* _Required action_: Every line from the one with "of the embroidered" through the end of the material should be written out character for character. Lines before it are excluded.

* _Record set_:
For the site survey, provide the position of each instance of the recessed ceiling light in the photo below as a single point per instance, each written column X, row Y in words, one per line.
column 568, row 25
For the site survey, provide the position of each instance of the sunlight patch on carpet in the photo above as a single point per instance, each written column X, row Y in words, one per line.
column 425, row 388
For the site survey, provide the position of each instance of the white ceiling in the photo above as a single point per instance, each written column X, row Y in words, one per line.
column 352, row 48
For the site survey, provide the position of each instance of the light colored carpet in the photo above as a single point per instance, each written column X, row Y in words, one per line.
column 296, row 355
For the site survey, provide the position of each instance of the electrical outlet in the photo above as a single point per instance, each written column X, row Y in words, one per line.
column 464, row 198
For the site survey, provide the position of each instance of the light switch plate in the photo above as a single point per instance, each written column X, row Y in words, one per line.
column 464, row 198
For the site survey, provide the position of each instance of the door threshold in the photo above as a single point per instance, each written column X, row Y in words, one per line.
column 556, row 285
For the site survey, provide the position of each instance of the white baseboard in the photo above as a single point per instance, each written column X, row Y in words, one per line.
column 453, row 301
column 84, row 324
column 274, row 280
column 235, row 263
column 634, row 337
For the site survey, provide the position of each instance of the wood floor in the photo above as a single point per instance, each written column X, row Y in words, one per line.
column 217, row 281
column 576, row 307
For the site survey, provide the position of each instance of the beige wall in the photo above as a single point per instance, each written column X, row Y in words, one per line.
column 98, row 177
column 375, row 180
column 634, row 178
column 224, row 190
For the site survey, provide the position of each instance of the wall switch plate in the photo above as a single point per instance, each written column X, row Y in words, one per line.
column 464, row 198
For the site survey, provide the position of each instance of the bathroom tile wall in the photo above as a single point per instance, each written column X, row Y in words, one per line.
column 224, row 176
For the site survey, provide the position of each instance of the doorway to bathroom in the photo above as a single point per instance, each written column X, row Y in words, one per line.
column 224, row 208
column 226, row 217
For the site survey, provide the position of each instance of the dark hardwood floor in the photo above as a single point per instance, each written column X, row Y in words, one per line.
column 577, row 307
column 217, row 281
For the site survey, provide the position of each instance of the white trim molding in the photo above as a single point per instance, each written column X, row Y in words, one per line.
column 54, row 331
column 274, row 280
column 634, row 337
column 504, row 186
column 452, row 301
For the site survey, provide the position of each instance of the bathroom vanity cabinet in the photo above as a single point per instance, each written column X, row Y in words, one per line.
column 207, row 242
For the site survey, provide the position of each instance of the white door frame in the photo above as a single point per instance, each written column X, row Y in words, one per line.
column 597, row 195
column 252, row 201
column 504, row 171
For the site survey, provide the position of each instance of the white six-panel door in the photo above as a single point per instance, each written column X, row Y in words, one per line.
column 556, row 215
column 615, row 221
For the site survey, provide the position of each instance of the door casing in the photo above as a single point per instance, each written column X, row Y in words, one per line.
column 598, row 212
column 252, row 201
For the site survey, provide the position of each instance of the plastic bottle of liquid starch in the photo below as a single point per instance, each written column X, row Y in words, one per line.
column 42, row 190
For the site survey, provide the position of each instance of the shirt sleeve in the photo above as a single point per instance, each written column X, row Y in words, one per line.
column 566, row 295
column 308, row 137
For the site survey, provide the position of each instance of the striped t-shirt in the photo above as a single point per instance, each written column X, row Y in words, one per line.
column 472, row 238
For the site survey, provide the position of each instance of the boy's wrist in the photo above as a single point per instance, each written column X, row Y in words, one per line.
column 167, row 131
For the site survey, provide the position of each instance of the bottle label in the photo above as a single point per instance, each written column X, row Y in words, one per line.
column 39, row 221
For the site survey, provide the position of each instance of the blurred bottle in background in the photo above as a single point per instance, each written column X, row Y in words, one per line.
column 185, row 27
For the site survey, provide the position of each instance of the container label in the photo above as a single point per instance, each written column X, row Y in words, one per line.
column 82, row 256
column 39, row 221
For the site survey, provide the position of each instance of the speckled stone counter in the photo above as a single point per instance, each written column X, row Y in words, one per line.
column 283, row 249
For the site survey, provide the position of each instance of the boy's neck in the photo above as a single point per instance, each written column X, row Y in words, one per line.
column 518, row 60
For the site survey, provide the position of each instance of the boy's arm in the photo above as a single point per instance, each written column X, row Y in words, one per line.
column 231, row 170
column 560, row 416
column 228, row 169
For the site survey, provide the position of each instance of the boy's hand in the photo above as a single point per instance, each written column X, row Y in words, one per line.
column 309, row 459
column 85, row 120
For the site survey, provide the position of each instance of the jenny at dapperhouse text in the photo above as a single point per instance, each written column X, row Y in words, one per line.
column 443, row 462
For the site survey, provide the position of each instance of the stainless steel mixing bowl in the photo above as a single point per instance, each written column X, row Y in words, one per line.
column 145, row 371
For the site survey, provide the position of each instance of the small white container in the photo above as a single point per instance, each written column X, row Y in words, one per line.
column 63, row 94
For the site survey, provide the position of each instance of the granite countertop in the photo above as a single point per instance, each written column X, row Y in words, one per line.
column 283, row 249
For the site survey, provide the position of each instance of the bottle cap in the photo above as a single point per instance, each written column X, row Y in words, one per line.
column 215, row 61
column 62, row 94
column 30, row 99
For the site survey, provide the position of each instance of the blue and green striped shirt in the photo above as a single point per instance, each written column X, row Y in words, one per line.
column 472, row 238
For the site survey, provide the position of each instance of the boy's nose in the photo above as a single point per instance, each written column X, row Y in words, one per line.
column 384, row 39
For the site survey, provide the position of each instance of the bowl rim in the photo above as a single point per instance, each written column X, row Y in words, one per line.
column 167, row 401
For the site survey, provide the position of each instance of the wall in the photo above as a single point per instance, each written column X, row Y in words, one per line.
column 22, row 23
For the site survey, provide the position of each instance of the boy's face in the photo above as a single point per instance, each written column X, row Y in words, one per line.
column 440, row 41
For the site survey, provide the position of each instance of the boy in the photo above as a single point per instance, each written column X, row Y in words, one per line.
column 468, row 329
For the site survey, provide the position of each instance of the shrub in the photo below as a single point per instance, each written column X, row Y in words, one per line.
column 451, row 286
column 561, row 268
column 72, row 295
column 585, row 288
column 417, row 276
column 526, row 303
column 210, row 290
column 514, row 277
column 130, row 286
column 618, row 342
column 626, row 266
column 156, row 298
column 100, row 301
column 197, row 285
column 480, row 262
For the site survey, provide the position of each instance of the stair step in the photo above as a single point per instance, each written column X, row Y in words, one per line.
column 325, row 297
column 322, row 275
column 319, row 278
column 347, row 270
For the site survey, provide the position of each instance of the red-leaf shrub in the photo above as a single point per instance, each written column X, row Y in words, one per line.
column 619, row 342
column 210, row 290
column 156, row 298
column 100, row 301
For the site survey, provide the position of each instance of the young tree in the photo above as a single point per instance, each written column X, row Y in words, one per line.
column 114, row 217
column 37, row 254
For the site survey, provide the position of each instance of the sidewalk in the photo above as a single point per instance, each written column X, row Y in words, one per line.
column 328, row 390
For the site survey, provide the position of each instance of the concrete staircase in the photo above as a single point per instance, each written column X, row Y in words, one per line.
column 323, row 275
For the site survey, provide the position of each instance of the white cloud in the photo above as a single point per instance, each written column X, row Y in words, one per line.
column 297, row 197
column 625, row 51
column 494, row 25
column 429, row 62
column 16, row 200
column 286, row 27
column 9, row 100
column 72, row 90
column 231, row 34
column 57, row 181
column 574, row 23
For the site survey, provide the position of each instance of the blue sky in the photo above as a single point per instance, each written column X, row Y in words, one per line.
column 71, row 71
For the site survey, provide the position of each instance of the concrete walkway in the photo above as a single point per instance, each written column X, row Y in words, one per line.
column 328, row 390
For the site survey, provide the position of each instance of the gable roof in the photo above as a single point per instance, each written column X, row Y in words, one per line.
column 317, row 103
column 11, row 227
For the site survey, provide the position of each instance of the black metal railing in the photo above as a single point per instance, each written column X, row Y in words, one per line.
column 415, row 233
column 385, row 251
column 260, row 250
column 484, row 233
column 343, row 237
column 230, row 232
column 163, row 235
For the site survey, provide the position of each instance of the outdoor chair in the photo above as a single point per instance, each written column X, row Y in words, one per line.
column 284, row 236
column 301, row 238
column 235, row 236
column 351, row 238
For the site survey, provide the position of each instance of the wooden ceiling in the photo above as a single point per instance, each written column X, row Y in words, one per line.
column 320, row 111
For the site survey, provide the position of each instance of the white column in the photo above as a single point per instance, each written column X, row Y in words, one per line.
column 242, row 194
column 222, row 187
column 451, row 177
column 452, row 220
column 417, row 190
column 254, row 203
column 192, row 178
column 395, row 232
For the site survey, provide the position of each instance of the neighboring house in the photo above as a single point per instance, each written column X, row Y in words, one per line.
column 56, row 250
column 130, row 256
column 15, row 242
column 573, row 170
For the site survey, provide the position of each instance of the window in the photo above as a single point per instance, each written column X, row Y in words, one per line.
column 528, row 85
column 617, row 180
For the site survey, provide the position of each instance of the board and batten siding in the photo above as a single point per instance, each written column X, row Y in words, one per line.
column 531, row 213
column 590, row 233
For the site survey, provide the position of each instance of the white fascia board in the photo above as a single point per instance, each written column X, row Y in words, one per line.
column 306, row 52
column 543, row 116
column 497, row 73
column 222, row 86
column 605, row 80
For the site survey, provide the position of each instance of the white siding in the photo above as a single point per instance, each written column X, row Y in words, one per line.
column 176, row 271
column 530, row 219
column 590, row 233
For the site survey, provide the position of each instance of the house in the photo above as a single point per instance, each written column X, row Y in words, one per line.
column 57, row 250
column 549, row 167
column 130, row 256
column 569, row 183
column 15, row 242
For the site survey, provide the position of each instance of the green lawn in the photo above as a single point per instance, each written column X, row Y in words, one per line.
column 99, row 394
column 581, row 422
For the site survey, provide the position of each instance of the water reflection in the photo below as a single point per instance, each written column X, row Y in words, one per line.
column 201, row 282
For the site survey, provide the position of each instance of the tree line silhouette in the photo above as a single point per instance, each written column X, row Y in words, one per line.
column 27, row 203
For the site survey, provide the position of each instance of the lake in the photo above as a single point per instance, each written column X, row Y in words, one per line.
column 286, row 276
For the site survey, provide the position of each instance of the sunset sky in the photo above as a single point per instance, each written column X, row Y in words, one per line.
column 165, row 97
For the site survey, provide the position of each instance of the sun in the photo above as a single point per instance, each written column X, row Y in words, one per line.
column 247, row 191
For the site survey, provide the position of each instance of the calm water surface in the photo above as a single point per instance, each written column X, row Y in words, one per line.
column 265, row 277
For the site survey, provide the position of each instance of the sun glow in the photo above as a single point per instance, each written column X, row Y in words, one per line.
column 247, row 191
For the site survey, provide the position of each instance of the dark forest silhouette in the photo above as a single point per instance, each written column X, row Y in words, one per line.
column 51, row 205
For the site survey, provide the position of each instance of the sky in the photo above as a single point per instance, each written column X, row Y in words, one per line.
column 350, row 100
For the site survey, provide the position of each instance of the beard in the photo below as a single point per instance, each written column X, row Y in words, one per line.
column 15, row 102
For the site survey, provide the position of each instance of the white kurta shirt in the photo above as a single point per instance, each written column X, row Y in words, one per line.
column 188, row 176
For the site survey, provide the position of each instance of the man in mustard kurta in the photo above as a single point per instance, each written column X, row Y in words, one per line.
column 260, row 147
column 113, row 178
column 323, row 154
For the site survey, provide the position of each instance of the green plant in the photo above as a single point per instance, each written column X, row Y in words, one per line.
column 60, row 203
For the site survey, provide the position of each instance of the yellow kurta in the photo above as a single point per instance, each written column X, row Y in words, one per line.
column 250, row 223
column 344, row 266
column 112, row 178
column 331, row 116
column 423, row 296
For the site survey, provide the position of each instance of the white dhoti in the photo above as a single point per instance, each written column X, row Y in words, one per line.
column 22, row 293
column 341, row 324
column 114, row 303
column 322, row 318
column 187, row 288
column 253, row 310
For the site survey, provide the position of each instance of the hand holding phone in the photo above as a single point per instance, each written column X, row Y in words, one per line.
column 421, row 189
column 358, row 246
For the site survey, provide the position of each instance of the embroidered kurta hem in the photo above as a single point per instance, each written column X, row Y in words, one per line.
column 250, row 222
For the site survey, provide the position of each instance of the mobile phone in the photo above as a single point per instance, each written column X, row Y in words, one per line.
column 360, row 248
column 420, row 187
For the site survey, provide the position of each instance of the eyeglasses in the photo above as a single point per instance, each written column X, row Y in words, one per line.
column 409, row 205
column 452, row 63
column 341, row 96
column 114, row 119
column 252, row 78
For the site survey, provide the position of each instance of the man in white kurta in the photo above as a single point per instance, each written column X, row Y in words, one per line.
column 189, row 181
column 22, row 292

* _The completed task_:
For the site survey, provide the position of each instance of the embroidered kurta hem in the photo above as a single point per instance, each written column X, row Y in words, one per line.
column 250, row 222
For the site survey, provide the position of each instance of the mobile phone in the photo above as a single point per instance, each written column X, row Y in words, one per line.
column 360, row 248
column 420, row 187
For the site survey, provide the position of each instance of the eyeglasses in the photo above as a single point per instance, each written column X, row Y in words, one per line.
column 409, row 205
column 452, row 63
column 341, row 96
column 114, row 119
column 252, row 78
For the site survey, provide the position of each instance of the man in white kurta in the photo above as a single point per instance, each written column X, row Y in words, one per line.
column 189, row 181
column 22, row 292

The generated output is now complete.